(Items listed in a dataset)
......
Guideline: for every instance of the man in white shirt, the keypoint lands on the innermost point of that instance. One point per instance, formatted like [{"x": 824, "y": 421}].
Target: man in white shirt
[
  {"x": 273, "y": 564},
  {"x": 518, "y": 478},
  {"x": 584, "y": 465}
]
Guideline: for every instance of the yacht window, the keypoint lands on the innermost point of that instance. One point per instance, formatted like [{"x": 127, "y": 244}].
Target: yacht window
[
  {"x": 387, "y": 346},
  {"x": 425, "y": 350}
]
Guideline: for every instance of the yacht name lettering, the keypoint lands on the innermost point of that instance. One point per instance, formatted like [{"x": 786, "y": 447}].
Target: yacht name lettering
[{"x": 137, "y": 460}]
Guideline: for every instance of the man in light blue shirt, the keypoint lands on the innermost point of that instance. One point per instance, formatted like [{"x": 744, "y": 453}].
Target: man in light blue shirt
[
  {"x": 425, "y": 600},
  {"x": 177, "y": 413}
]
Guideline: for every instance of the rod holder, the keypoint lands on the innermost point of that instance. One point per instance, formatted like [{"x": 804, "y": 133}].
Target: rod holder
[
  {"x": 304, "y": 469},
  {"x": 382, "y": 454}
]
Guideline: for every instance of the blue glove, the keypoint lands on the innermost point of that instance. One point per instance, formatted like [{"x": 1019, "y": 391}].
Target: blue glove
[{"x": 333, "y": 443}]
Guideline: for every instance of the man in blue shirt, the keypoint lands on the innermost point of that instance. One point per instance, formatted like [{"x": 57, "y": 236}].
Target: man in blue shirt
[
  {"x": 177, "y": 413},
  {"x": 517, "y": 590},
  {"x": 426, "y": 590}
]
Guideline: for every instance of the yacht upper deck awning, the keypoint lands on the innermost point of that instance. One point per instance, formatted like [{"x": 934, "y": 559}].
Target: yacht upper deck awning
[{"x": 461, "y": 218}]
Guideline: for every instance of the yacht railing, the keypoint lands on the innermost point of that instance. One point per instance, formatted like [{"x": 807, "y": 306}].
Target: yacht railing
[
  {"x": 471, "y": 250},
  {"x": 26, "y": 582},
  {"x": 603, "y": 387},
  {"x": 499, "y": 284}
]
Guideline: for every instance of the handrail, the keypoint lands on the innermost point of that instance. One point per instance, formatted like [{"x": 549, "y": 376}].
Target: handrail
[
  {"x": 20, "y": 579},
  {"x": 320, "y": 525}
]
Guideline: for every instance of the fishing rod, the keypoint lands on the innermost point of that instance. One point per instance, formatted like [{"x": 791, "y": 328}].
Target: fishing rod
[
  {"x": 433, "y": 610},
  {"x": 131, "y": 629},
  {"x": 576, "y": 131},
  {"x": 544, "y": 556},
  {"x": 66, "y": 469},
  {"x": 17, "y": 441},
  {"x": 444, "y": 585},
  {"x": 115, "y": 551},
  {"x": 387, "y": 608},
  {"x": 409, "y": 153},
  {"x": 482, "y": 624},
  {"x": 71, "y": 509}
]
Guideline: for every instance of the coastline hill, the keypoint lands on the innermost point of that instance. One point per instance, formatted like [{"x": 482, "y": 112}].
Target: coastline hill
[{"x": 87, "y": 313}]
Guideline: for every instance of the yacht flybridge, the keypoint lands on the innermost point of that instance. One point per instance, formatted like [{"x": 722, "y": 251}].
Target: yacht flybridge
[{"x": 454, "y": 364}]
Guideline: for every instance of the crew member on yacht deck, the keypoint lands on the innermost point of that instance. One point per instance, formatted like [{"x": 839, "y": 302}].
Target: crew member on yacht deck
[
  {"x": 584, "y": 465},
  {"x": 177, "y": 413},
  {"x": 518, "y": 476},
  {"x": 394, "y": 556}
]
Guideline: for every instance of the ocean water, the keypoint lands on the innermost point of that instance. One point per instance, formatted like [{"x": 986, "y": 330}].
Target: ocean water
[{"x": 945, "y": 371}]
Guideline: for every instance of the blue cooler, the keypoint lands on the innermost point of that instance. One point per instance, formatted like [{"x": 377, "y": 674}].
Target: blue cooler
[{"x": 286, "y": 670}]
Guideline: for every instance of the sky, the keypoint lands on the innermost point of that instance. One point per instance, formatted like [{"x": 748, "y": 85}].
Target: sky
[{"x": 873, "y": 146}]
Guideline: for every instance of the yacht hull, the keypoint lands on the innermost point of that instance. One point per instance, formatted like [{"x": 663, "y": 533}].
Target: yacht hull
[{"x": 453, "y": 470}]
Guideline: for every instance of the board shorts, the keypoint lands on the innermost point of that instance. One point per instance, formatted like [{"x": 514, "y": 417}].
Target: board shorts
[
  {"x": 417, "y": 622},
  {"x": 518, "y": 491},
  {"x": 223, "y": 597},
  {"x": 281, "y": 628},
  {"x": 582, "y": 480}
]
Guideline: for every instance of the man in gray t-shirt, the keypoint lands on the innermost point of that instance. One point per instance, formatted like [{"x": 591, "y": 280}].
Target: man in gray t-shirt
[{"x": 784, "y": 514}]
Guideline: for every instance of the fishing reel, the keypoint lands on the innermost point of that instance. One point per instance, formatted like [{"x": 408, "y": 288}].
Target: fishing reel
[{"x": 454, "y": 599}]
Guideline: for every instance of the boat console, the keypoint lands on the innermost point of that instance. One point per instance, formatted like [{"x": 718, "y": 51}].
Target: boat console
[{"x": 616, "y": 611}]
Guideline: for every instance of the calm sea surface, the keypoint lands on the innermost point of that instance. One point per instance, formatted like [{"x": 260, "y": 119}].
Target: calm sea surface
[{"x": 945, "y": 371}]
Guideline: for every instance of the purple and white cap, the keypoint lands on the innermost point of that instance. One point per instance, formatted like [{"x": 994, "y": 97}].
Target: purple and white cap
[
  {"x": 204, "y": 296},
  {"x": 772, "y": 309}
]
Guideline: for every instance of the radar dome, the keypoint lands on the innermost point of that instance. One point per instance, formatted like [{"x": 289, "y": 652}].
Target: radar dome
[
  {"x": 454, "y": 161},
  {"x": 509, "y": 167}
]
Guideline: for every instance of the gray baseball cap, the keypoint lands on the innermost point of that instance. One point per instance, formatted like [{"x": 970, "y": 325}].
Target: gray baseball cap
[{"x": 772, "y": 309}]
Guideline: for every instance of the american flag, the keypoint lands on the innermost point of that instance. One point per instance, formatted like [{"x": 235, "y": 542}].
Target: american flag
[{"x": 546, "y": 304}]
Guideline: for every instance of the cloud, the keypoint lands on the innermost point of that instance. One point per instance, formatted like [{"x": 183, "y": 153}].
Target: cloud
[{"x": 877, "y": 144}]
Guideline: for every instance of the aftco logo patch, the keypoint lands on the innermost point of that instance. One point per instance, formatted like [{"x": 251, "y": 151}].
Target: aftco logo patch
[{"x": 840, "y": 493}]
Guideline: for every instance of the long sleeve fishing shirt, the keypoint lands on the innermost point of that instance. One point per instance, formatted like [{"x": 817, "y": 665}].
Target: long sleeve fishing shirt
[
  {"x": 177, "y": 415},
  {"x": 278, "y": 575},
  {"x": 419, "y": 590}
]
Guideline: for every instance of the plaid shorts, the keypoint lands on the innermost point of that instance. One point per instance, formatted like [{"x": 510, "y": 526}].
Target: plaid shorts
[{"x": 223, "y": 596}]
......
## WHAT TO DO
The entries above hold a line with "Target: yacht railing" and a later line with "Guideline: for every instance of the fishing rod, the". Write out exactly those lines and all lines between, nothing more.

## ANSWER
Target: yacht railing
[
  {"x": 471, "y": 250},
  {"x": 26, "y": 582},
  {"x": 603, "y": 387},
  {"x": 499, "y": 284}
]
Guideline: for every instance of the handrail, the keypoint lands on the innermost point of that instance. One point per instance, formatted like [{"x": 549, "y": 376}].
Target: handrail
[
  {"x": 20, "y": 579},
  {"x": 320, "y": 525}
]
Guideline: for every instance of the fishing rod, the keypoint lands on the innermost point of that instance. One point per instance, formatted like [{"x": 791, "y": 328}].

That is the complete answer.